*** Opening of MATERIAL TO PROCESS ***
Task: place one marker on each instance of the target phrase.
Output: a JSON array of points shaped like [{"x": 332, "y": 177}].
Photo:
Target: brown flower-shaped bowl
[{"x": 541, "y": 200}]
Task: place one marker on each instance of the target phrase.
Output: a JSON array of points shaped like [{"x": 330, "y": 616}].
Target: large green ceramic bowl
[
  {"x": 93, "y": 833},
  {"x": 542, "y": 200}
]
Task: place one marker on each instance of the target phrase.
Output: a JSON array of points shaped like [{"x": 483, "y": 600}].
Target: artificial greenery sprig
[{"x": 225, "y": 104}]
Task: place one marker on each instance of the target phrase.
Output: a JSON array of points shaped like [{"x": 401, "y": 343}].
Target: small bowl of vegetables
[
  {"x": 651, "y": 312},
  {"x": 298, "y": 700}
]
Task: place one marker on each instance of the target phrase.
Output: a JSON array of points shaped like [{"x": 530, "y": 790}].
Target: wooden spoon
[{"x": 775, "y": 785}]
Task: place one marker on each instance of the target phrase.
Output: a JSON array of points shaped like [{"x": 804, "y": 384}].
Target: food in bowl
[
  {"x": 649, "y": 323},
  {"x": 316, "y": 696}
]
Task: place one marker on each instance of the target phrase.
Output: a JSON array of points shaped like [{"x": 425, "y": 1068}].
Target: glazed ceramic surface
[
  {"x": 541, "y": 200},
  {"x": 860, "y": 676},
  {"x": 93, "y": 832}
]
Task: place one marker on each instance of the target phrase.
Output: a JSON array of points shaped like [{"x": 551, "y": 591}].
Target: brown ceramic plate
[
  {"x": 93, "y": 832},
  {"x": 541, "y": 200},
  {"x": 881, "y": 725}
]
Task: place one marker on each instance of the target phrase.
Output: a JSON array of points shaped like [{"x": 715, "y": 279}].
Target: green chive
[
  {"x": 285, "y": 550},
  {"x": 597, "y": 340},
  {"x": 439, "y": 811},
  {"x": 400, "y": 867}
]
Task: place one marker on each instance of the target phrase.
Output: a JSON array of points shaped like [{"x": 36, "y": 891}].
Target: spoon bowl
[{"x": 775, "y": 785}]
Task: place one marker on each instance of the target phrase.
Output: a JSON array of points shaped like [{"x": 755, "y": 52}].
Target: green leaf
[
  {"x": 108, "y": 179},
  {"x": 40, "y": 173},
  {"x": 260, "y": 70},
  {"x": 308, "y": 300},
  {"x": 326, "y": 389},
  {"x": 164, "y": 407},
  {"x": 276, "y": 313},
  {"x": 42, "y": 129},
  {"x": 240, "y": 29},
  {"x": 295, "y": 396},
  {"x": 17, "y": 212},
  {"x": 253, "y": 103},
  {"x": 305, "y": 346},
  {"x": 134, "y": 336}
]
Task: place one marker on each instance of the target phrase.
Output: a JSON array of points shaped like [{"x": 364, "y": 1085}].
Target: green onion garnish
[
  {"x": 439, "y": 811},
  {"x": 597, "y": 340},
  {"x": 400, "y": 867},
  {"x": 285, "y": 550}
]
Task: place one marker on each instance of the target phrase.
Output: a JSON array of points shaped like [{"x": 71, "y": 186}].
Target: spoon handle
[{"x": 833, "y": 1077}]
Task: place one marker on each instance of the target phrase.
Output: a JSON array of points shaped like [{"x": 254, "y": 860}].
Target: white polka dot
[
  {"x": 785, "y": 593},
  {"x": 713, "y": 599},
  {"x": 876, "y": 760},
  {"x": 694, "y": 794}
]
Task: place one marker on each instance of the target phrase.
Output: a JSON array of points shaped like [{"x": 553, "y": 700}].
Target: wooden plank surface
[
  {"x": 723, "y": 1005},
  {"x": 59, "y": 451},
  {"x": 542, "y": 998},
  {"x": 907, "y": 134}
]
*** Close of MATERIAL TO PROCESS ***
▶ _EXERCISE REQUIREMENTS_
Your reply should consist of the records, duplicated exactly.

▶ _SOLUTION BELOW_
Task: place one marker on each instance of the target phrase.
Output: a JSON array of points shaped like [{"x": 332, "y": 177}].
Photo:
Target: brown flower-shaped bowl
[{"x": 541, "y": 200}]
Task: place one marker on each instance of the target phrase.
Output: a JSON array of points shaped like [{"x": 330, "y": 616}].
Target: large green ceramic bowl
[
  {"x": 93, "y": 833},
  {"x": 542, "y": 200}
]
Task: place one marker on each instance of the target phrase.
Output: a JSON array of points shaped like [{"x": 483, "y": 600}].
Target: artificial greenery sprig
[{"x": 225, "y": 104}]
Task: place one marker on each instance of the target phrase.
Output: a JSON array of points shaped like [{"x": 401, "y": 343}].
Target: small bowl of vegetables
[
  {"x": 651, "y": 312},
  {"x": 298, "y": 700}
]
Task: place one marker on each instance of the target phrase.
Output: a JSON array of points shaped like [{"x": 530, "y": 790}].
Target: wooden spoon
[{"x": 775, "y": 785}]
Task: place one marker on each instance of the target phrase.
Output: a JSON array of points shaped like [{"x": 804, "y": 384}].
Target: food in bowl
[
  {"x": 649, "y": 323},
  {"x": 316, "y": 696}
]
Task: place one marker on each instance of the target phrase.
Output: a JSON array of points shaped like [{"x": 425, "y": 1068}].
Target: glazed ceramic surface
[
  {"x": 541, "y": 200},
  {"x": 860, "y": 676},
  {"x": 93, "y": 832}
]
Task: place one marker on each instance of the target phrase.
Output: a JSON array of points shaped like [{"x": 551, "y": 591}].
Target: brown ceramic plate
[
  {"x": 93, "y": 832},
  {"x": 541, "y": 200},
  {"x": 881, "y": 725}
]
Task: place one marker on each instance of the target phrase.
Output: a JSON array of points shaped like [{"x": 715, "y": 279}].
Target: green chive
[
  {"x": 285, "y": 550},
  {"x": 597, "y": 340},
  {"x": 439, "y": 811},
  {"x": 400, "y": 867}
]
Task: place one marker on each instance of the target phrase.
Output: a JSON array of points shaped like [{"x": 36, "y": 891}].
Target: spoon bowl
[{"x": 775, "y": 785}]
Task: place one marker on each instance of the target phrase.
Output: a JSON array of points shaped like [{"x": 755, "y": 52}].
Target: green leaf
[
  {"x": 108, "y": 179},
  {"x": 40, "y": 173},
  {"x": 260, "y": 70},
  {"x": 308, "y": 300},
  {"x": 326, "y": 389},
  {"x": 164, "y": 407},
  {"x": 276, "y": 313},
  {"x": 42, "y": 129},
  {"x": 240, "y": 29},
  {"x": 295, "y": 396},
  {"x": 17, "y": 212},
  {"x": 253, "y": 103},
  {"x": 305, "y": 346},
  {"x": 134, "y": 336}
]
Task: place one marker on each instance of the target phrase.
Output: a JSON array of points shaped like [{"x": 364, "y": 1085}].
Target: green onion garnish
[
  {"x": 439, "y": 811},
  {"x": 597, "y": 340},
  {"x": 400, "y": 867},
  {"x": 285, "y": 550}
]
Task: place one marker on each instance of the target phrase.
Output: a JSON array of points shaped like [{"x": 71, "y": 186}].
Target: spoon handle
[{"x": 833, "y": 1077}]
Task: place one marker on each instance of the target phrase.
Output: a JSON array of points shaped like [{"x": 254, "y": 860}].
Target: white polka dot
[
  {"x": 785, "y": 593},
  {"x": 713, "y": 599},
  {"x": 876, "y": 760},
  {"x": 694, "y": 794}
]
Task: place one marker on each instance of the target phrase.
Output: a JSON array of points shaped like [{"x": 553, "y": 700}].
Target: wooden plank surface
[
  {"x": 723, "y": 1005},
  {"x": 59, "y": 451},
  {"x": 542, "y": 998},
  {"x": 907, "y": 134}
]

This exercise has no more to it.